_Information given_
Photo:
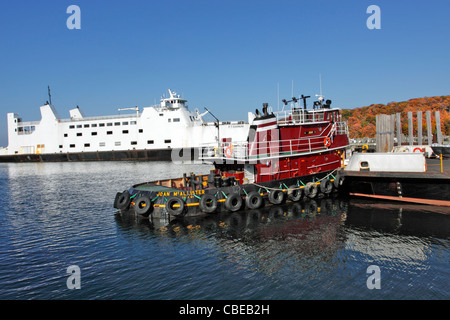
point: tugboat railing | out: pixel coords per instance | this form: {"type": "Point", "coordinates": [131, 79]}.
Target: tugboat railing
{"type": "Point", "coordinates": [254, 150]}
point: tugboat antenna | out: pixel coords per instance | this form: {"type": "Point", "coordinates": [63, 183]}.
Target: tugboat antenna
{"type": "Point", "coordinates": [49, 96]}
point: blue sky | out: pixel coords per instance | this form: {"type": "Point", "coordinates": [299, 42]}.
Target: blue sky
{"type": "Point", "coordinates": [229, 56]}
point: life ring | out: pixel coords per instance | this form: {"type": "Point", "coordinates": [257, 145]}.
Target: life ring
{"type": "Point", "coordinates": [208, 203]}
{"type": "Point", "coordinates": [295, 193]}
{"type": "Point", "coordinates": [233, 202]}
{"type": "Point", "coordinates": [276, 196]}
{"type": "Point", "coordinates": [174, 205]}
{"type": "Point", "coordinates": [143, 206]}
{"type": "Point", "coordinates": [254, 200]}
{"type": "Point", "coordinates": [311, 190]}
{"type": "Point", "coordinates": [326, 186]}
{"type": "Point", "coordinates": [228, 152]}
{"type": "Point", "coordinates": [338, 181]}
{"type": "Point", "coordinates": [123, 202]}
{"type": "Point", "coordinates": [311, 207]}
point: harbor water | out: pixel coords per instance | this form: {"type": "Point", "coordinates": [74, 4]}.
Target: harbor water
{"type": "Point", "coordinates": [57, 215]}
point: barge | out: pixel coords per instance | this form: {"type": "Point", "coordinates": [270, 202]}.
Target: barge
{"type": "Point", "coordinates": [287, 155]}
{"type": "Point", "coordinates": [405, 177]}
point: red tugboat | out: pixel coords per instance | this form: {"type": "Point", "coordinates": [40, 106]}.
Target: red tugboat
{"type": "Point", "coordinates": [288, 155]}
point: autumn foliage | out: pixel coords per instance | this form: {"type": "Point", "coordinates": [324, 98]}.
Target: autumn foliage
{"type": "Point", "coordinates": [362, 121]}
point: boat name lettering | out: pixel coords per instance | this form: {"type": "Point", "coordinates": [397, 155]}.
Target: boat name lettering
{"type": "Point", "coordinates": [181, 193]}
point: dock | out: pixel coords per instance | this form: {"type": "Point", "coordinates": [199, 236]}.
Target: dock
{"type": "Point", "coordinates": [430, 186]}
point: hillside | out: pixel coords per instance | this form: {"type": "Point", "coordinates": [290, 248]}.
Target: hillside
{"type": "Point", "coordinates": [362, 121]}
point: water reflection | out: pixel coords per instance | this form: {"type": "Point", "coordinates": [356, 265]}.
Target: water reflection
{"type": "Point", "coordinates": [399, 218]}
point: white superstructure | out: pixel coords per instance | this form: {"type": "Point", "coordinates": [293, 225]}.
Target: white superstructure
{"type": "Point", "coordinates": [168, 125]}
...
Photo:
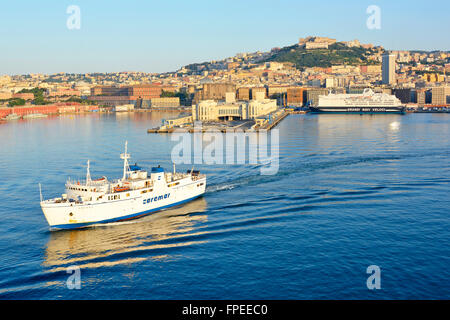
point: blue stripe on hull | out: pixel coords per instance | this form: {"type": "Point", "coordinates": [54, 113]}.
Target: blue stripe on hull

_What to work on_
Scan the entries above for the line containing "point: blue sky", and copy it and all lines after it exactly, down to and including the line containing "point: life ring".

_Solution for this exercise_
point: blue sky | out: pixel coords per instance | this form: {"type": "Point", "coordinates": [299, 42]}.
Target: blue sky
{"type": "Point", "coordinates": [229, 56]}
point: life ring | out: pixel coords per instance | this form: {"type": "Point", "coordinates": [257, 145]}.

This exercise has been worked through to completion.